**Data records:**
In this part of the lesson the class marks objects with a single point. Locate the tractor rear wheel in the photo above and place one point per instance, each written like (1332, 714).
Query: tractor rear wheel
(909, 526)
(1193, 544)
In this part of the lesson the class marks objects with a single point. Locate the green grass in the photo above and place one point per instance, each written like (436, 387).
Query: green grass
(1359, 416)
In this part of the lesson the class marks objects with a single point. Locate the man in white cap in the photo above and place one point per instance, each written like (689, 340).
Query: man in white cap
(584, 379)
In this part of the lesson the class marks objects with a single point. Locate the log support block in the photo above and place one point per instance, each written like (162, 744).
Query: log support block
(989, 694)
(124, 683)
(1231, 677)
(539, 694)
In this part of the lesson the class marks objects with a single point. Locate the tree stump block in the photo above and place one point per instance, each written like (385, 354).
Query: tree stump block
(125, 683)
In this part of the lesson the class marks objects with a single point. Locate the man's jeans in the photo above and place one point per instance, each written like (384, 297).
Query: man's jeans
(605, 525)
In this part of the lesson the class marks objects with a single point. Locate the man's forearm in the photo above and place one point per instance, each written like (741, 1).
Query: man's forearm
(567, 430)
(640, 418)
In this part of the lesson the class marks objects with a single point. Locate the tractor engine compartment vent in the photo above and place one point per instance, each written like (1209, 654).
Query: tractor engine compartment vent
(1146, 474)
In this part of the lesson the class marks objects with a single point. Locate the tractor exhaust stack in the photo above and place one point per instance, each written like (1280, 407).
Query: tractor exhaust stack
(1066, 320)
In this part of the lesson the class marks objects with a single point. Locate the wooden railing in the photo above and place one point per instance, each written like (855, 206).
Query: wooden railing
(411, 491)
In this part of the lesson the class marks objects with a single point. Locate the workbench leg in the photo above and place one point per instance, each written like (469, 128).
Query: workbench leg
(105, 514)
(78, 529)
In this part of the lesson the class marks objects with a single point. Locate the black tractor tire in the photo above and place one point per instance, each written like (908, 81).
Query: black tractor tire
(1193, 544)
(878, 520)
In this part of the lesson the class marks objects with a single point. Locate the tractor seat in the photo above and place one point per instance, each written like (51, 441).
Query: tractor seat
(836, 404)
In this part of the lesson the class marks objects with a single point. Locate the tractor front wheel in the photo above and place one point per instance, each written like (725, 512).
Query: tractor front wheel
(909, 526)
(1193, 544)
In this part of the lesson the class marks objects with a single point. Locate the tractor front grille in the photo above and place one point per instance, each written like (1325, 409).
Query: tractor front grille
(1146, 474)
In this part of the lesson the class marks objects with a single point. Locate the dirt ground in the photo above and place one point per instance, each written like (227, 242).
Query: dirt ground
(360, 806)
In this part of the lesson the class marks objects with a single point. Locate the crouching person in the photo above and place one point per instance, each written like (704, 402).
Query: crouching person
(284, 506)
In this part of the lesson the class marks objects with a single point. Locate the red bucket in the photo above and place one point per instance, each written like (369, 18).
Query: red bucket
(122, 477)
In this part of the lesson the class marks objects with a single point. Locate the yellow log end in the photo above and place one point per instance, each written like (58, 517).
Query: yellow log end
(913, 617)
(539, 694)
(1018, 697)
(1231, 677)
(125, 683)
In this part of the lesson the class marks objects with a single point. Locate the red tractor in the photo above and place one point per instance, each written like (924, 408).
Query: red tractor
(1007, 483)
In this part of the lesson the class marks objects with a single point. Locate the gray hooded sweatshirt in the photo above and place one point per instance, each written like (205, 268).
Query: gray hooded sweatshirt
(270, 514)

**Short problem:**
Rewrite every line of the listing above, putting "single dot" wherever "single point" appears and keeping all other text unchanged.

**Solution for this task:**
In this part of the lesson the class marks objects with a single dot. Locate the tractor rear wheel in the photo above and place one point per instance, each written like (1332, 714).
Query: tractor rear wheel
(909, 526)
(1193, 544)
In this part of the lesson the class marks objects with a single dot. Locate the green grass in the photo above and place one point per instance, each written like (436, 387).
Query: green grass
(1359, 416)
In this part of the lesson the class marks objects with a single dot. Locate the man in white cap in the photo above and place one point per instance, each written like (689, 340).
Query: man in white cap
(584, 379)
In this part of the lesson the class marks objects with a single dot. Locate the log support block in the photo above and place one point per instance, each written like (162, 744).
Query: log support block
(989, 694)
(124, 683)
(1231, 677)
(539, 694)
In this part of the lesson the class marks objects with a single dot. Locate the tree stump block in the photo above and place one point per instance, each written like (385, 354).
Query: tree stump block
(125, 683)
In this part of the lesson the class marks objects with a single dot. Locate the man's jeans in the photo above and place one point per instance, each written like (384, 297).
Query: man's jeans
(605, 525)
In this part of the lesson the class marks objects with a single dot. Locate the man's forearm in the photo above and place one point per instance, each written like (741, 1).
Query: man's forearm
(567, 430)
(640, 418)
In this part of the lesson the class marks objects with a single dot. Locate the tractor engine compartment vent in the photo above and place one point per instance, each written like (1209, 654).
Query: tractor engine compartment vent
(1146, 474)
In this part of the lesson the class marks objects with a single dot. Locate the tractor exhaust stack in the photo above and place one point per instance, each written like (1280, 407).
Query: tractor exhaust stack
(1066, 320)
In this part of the lesson the class marks objects with a single dot. Locate the wooden railing in the photo above and place one point per instance, each written like (855, 206).
Query: wooden railing
(411, 491)
In this part of the lesson the class marks objects with a single dot. Locate the workbench leg in the photo above and place one point per instance, each written like (469, 128).
Query: workbench leg
(105, 514)
(78, 529)
In this part of the lesson the class marks objects with a single dot. Locate the black tractor tire in the photo above and place one point per instance, each written like (908, 81).
Query: black tractor tire
(1193, 544)
(878, 520)
In this part of the lesson the class marks objects with a single dot. Locate the tractor seat in the photo above and place one point per instance, each written like (51, 441).
Query: tractor seat
(836, 404)
In this part of the lesson the class marks objects with a single dot. Locate the tractor front wheel in the photo above and place one point per instance, each written like (725, 512).
Query: tractor front wheel
(909, 526)
(1193, 544)
In this part of the lesson the class marks objects with a single dot. Locate the tractor front grille in the photo above and place one point per instance, each written like (1325, 409).
Query: tractor front grille
(1146, 474)
In this part of the lesson the class marks objects with a single dot. Locate the dirt ground in the photo above and place one point per instance, each written like (227, 242).
Query: dirt ground
(360, 806)
In this part of the lesson the class marks objects with a single dot. Locate the crouching person in the photo above and place one point per instance, each written like (704, 402).
Query: crouching person
(284, 506)
In this part of the lesson the class marks objects with a single dot. Locate the red bucket in the photo above and place one point per instance, each written like (369, 18).
Query: red bucket
(122, 477)
In this part of the lesson the class marks objects with a single dot. Locate the yellow log end in the photo above and place one point per instance, each written like (58, 517).
Query: yellow log end
(913, 617)
(539, 694)
(1018, 697)
(1231, 677)
(125, 683)
In this part of the lesson the class marks objects with a single dot. Locate the red tractor in the photo above and place one point per instance, each written like (924, 408).
Query: red tractor
(1007, 483)
In this part of the lesson the class marks objects with a single dot. Locate the gray hooded sweatshirt in the photo above and place one point per instance, each written like (205, 268).
Query: gray hooded sweatshirt
(270, 514)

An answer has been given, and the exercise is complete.